* **TASK PROMPT**
Reproduce the listing exactly and skip over any pictures.

* **SUPPLIED ENTRIES**
┄┄┄┄┄┄┄┄┄┄

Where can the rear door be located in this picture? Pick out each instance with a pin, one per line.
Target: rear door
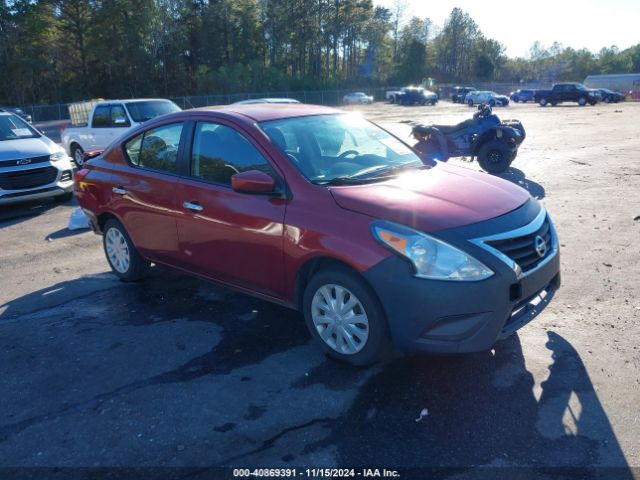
(225, 235)
(144, 190)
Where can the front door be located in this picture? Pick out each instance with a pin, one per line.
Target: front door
(225, 235)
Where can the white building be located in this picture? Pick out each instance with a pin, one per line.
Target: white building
(622, 82)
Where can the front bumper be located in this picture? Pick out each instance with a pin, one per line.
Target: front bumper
(455, 317)
(61, 184)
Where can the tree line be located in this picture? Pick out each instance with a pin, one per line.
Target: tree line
(54, 51)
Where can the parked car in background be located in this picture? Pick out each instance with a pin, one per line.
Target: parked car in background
(324, 212)
(357, 98)
(108, 120)
(18, 111)
(523, 96)
(566, 92)
(255, 101)
(485, 96)
(459, 93)
(415, 95)
(609, 96)
(31, 165)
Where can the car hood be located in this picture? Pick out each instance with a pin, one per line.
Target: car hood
(26, 148)
(436, 199)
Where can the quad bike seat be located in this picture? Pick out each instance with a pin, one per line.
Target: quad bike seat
(446, 129)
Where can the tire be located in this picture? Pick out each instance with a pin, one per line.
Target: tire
(368, 345)
(123, 258)
(494, 156)
(65, 197)
(78, 155)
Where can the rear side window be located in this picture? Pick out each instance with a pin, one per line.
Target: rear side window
(219, 152)
(102, 117)
(156, 149)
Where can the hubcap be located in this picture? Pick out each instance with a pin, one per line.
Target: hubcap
(340, 319)
(117, 250)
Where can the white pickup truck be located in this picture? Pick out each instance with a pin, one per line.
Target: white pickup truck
(108, 120)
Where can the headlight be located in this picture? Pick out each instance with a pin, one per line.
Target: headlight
(54, 157)
(431, 258)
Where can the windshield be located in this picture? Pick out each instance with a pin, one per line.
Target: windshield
(13, 127)
(143, 111)
(340, 149)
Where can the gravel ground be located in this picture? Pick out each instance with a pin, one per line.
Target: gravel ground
(176, 372)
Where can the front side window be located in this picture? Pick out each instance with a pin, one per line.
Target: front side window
(219, 152)
(148, 109)
(339, 148)
(119, 117)
(102, 117)
(156, 149)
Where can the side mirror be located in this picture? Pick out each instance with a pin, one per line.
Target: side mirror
(253, 181)
(92, 154)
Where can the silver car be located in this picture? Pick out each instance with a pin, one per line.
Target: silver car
(31, 165)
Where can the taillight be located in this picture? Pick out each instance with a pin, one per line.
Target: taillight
(80, 174)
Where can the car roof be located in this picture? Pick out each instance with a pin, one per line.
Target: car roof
(262, 112)
(254, 101)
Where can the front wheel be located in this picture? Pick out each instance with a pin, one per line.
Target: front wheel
(123, 258)
(495, 156)
(344, 315)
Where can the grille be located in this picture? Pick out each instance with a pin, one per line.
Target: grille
(13, 163)
(522, 249)
(35, 177)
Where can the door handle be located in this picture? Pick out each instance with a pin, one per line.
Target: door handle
(194, 206)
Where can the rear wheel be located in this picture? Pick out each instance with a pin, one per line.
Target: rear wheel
(344, 315)
(495, 156)
(123, 258)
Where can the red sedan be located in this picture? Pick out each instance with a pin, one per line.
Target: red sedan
(322, 211)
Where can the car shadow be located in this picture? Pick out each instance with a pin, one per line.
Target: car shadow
(481, 410)
(518, 177)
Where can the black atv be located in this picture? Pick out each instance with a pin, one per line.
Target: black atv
(485, 136)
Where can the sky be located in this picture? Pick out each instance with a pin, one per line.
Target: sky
(590, 24)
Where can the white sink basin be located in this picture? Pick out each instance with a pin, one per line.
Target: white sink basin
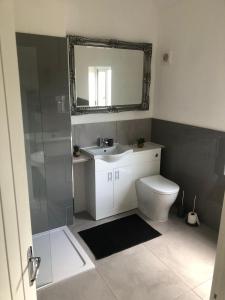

┄┄┄┄┄┄┄┄┄┄

* **TASK RESPONSE**
Where can the rear door be located in this picture? Pick out each instance with a pin, one per line.
Target: rear door
(225, 235)
(144, 190)
Where can the front door be located in this picture? Pick out each instance with a pin, one per line.
Target: front door
(225, 235)
Where can the white building be located in this picture? Pick out each instance with a pin, one per line.
Target: white building
(622, 82)
Where can the front bumper be located in this picture? Pick out each instance with a pin, one per line.
Target: front bumper
(455, 317)
(61, 184)
Where can the tree line be located in this picture? Pick out each instance with a pin, one per line.
Target: tree line
(54, 51)
Where can the parked car in background be located in this picture? Pick out each instance with a pin, one per line.
Target: parked car in background
(324, 212)
(357, 98)
(108, 120)
(18, 111)
(523, 96)
(566, 92)
(255, 101)
(485, 96)
(459, 93)
(415, 95)
(609, 96)
(31, 165)
Where can the car hood be located in this picture? Pick out each instance with a pin, one per line.
Target: car hood
(26, 148)
(436, 199)
Where can the quad bike seat be located in this picture? Pick out each instance with a pin, one per line.
Target: quad bike seat
(446, 129)
Where can the tire be located in this picture? Pick out each instance with a pin, one per line.
Target: tire
(368, 345)
(123, 258)
(494, 156)
(65, 197)
(78, 155)
Where can the rear side window be located in this picture? Pick out each instance with a pin, one per line.
Target: rear side window
(219, 152)
(102, 117)
(156, 149)
Where can the hubcap be located in this picture? Pick out each instance with a pin, one per line.
Target: hubcap
(340, 319)
(117, 250)
Where can the white pickup truck be located in this picture? Pick out each instance with a pin, one per line.
Target: white pickup truck
(108, 120)
Where can the headlight be located in this picture? Pick out each instance with a pin, one per line.
Target: headlight
(54, 157)
(431, 258)
Where can the windshield be located in this picture? Pick out each instance with a pin, one per line.
Target: windshield
(13, 127)
(143, 111)
(340, 149)
Where can the gravel ground be located in this picture? Pick out each instance with a pin, one per line.
Target: gravel ground
(176, 372)
Where can the front side window be located in this picture? Pick out each instance with a pin, one per line.
Target: front side window
(219, 152)
(148, 109)
(339, 148)
(119, 117)
(102, 117)
(156, 149)
Where can the side mirror be located in this picture? Pick out each instance with a pin, one per line.
Target: side mirror
(253, 181)
(92, 154)
Where can the silver car be located in this picture? Pick out each instance with a pin, one per line.
Target: silver car
(31, 165)
Where can the taillight be located in this picture? Pick out each instance with a pin, one per line.
Target: taillight
(80, 174)
Where can the car roof be located in this picture? Pick out each instance with a pin, one per line.
Target: car roof
(262, 112)
(254, 101)
Where can the front wheel be located in this picture? Pick out each instance with a pin, one per line.
Target: front wheel
(123, 258)
(495, 156)
(344, 315)
Where can the grille be located in this picture? Pick out each instance with a pin, one per line.
Target: grille
(13, 163)
(522, 249)
(35, 177)
Where can the door handle be located in this picture? Pick out each instance with a pin, one per line.
Target: door handle
(194, 206)
Where can the rear wheel be located in this picture? Pick out each instance with a pin, one per line.
Target: rear wheel
(344, 315)
(495, 156)
(123, 258)
Where can the red sedan be located in this picture? Pick out each instance with a pin, one per line.
Target: red sedan
(322, 211)
Where can the car shadow be located in this picture? Pick out each instance with a pin, one per line.
Target: car shadow
(481, 410)
(518, 177)
Where can the black atv be located in this picture? Pick out each instance with a pin, one per line.
Target: black atv
(485, 136)
Where can the sky be located in this picture? Pick out each instance with a pin, one per line.
Target: sky
(590, 24)
Where can the white sink basin be located in this picture? Pick out each instance with a pin, one per line.
Target: white sink basin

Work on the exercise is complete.